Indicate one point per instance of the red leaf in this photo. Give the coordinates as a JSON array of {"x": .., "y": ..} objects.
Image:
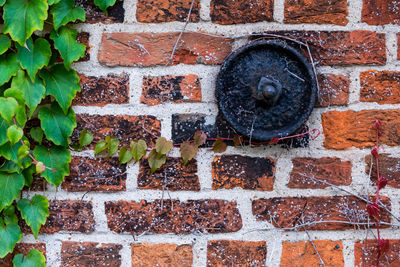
[
  {"x": 382, "y": 182},
  {"x": 373, "y": 210},
  {"x": 375, "y": 152},
  {"x": 274, "y": 140}
]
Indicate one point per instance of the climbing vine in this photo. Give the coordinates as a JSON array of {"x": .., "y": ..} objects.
[{"x": 37, "y": 86}]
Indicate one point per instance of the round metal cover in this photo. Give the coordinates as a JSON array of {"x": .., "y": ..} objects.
[{"x": 266, "y": 89}]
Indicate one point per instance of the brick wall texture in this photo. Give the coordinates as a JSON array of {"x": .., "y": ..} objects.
[{"x": 240, "y": 207}]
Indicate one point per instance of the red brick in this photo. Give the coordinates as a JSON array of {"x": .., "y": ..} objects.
[
  {"x": 365, "y": 253},
  {"x": 155, "y": 11},
  {"x": 95, "y": 15},
  {"x": 230, "y": 171},
  {"x": 302, "y": 253},
  {"x": 344, "y": 129},
  {"x": 316, "y": 11},
  {"x": 159, "y": 217},
  {"x": 241, "y": 11},
  {"x": 83, "y": 38},
  {"x": 125, "y": 128},
  {"x": 382, "y": 87},
  {"x": 236, "y": 253},
  {"x": 67, "y": 215},
  {"x": 150, "y": 49},
  {"x": 379, "y": 12},
  {"x": 82, "y": 254},
  {"x": 331, "y": 170},
  {"x": 389, "y": 168},
  {"x": 22, "y": 248},
  {"x": 341, "y": 48},
  {"x": 99, "y": 174},
  {"x": 286, "y": 212},
  {"x": 146, "y": 254},
  {"x": 173, "y": 175},
  {"x": 333, "y": 90},
  {"x": 104, "y": 90},
  {"x": 160, "y": 89}
]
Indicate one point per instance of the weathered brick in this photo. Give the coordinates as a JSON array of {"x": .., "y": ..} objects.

Exercise objective
With pictures excluded, output the listing above exactly as it stands.

Your response
Indicate one point per instance of the red leaf in this photo. Give the coordinates as a JSON array of {"x": .., "y": ..} objects.
Image:
[
  {"x": 382, "y": 182},
  {"x": 373, "y": 210},
  {"x": 375, "y": 152},
  {"x": 274, "y": 140}
]
Indicate one point per instance of the climbing vine in this photo. Give the coordinates as a JSON array of {"x": .., "y": ..} objects.
[{"x": 37, "y": 86}]
Indicate one point per instance of the round metal cover in this photo. Give the coordinates as a JSON array of {"x": .., "y": ..} objects.
[{"x": 266, "y": 89}]
Indicate one point per instance of the brick wall texture in this photo. Give the coordinates as a JSON array of {"x": .., "y": ..} objects.
[{"x": 240, "y": 207}]
Indicate one point per instance of the red brick in this photo. Give the coordinates as a JSON array of {"x": .., "y": ..} objects.
[
  {"x": 365, "y": 253},
  {"x": 155, "y": 11},
  {"x": 95, "y": 15},
  {"x": 230, "y": 171},
  {"x": 302, "y": 253},
  {"x": 344, "y": 129},
  {"x": 316, "y": 11},
  {"x": 159, "y": 217},
  {"x": 241, "y": 11},
  {"x": 83, "y": 38},
  {"x": 125, "y": 128},
  {"x": 382, "y": 87},
  {"x": 236, "y": 253},
  {"x": 67, "y": 215},
  {"x": 150, "y": 49},
  {"x": 379, "y": 12},
  {"x": 82, "y": 254},
  {"x": 331, "y": 170},
  {"x": 389, "y": 168},
  {"x": 22, "y": 248},
  {"x": 341, "y": 48},
  {"x": 99, "y": 174},
  {"x": 286, "y": 212},
  {"x": 146, "y": 254},
  {"x": 173, "y": 175},
  {"x": 333, "y": 90},
  {"x": 104, "y": 90},
  {"x": 160, "y": 89}
]
Indicate one point per instance of the weathered brick in this photo. Give the coordinates as a JSON array of {"x": .., "y": ..} objects.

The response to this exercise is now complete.